TASK STATEMENT ▸ Format the stretch of data from the line containing "Exercise. Point to the patch" through the end of the data as a two-column CSV with the columns request and answer, one row per request. Put each field in quotation marks and turn any line breaks into spaces.

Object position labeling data

* * * * * * *

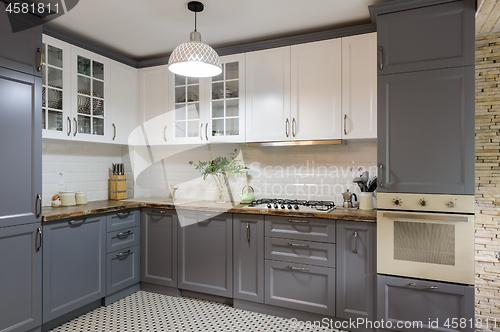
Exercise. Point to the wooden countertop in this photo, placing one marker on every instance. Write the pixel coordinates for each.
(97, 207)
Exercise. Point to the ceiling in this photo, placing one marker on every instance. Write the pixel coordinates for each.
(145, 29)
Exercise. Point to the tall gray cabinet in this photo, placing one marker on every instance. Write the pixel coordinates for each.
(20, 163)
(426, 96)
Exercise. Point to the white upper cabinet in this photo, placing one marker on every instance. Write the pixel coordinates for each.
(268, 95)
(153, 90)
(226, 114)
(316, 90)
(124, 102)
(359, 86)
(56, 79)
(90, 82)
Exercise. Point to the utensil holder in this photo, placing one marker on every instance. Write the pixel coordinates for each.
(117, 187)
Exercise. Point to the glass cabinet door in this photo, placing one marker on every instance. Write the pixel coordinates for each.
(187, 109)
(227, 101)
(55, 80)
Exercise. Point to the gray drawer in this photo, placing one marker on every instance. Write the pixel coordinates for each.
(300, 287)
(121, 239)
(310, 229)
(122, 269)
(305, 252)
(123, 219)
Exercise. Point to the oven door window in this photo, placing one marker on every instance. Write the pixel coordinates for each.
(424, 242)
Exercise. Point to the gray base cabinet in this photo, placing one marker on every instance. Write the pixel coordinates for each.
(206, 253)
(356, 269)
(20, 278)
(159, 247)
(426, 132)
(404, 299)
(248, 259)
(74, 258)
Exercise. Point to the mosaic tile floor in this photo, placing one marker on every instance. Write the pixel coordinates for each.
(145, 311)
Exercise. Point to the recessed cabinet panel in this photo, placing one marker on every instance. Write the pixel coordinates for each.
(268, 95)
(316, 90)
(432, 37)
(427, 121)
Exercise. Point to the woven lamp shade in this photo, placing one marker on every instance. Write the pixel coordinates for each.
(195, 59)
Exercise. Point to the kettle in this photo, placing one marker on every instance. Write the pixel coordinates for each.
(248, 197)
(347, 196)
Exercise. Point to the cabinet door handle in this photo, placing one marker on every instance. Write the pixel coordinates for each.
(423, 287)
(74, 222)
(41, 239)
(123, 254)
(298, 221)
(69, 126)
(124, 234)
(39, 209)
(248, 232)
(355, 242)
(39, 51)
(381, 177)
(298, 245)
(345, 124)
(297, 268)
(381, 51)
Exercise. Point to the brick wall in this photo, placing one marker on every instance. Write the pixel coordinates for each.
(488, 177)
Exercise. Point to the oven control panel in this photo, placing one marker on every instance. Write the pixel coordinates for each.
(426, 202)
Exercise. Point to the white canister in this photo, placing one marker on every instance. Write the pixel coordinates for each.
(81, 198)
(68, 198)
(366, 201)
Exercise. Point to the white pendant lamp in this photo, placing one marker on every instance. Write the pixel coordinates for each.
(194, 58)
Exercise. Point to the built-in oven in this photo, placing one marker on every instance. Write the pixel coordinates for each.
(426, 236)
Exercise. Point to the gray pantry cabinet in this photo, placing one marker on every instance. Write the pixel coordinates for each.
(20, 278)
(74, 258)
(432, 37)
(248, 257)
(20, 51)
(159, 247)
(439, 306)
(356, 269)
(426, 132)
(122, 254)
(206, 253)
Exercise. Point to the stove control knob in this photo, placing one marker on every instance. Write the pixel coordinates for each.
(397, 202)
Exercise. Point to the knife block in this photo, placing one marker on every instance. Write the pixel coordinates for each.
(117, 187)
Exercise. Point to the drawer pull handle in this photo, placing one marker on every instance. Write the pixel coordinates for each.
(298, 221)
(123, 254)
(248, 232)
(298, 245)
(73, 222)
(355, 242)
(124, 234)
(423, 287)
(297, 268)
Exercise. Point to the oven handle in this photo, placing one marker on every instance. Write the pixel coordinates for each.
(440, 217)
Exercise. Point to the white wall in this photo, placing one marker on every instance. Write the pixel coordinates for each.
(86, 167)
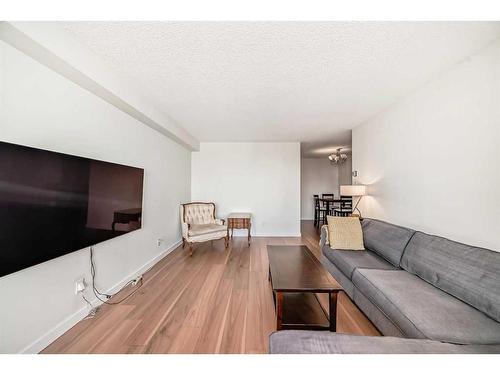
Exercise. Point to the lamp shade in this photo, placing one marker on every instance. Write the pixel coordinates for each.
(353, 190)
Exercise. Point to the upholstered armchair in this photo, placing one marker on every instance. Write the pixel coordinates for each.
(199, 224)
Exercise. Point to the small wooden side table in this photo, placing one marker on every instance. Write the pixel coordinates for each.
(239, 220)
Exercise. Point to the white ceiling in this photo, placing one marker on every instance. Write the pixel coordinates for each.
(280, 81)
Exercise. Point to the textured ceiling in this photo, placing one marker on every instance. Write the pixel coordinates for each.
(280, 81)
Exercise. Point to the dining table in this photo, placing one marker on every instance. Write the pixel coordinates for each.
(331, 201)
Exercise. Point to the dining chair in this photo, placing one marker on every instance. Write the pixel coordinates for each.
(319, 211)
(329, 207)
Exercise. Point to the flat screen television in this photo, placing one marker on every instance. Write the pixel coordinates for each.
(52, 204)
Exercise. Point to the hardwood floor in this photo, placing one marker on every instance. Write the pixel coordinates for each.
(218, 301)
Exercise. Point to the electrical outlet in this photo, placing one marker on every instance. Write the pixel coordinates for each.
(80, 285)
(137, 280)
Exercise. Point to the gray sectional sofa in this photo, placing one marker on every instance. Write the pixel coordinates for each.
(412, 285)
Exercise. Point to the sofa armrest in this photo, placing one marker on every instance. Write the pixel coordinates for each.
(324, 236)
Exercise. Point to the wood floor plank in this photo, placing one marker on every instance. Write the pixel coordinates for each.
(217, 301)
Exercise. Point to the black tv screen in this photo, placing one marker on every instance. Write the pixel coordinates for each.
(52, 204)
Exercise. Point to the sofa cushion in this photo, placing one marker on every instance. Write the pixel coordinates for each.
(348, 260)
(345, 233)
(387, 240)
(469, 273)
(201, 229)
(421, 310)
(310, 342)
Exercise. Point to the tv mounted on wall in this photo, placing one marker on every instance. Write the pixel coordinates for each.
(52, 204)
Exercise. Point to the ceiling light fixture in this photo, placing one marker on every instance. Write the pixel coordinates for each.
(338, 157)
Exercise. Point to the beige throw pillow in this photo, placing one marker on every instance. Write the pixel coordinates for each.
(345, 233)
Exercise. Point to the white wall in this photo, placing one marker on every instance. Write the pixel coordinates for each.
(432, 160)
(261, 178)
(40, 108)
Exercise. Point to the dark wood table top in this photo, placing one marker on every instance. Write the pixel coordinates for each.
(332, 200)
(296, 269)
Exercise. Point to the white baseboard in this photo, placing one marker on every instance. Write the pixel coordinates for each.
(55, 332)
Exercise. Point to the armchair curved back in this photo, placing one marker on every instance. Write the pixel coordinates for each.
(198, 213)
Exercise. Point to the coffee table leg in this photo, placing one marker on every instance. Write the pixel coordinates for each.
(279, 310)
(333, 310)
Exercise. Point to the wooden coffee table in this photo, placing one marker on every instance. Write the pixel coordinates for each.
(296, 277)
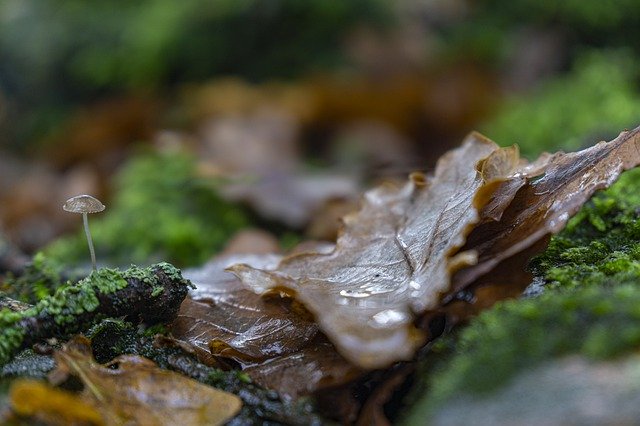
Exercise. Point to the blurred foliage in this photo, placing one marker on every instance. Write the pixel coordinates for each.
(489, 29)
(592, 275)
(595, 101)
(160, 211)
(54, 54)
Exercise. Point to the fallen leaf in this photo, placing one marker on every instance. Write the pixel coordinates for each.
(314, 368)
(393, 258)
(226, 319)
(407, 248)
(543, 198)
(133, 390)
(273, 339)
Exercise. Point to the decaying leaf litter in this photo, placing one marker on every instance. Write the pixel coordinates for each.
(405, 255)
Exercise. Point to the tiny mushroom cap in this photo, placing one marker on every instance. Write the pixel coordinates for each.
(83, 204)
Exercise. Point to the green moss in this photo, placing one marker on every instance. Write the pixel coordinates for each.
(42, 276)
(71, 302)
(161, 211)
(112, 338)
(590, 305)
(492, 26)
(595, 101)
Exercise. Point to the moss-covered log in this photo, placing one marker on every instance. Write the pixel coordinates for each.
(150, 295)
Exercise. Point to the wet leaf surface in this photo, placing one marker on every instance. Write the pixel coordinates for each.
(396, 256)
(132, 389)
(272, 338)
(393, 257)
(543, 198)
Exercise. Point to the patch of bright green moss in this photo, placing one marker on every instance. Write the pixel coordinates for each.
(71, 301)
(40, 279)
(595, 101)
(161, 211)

* * * * * * *

EXERCISE RESPONSE ▸
request,answer
"Exercise. Point to the patch of bright green moss in this photo, placing one marker on every instance. Write the pixel coordinates for each.","(71, 301) (40, 279) (595, 101) (161, 211)"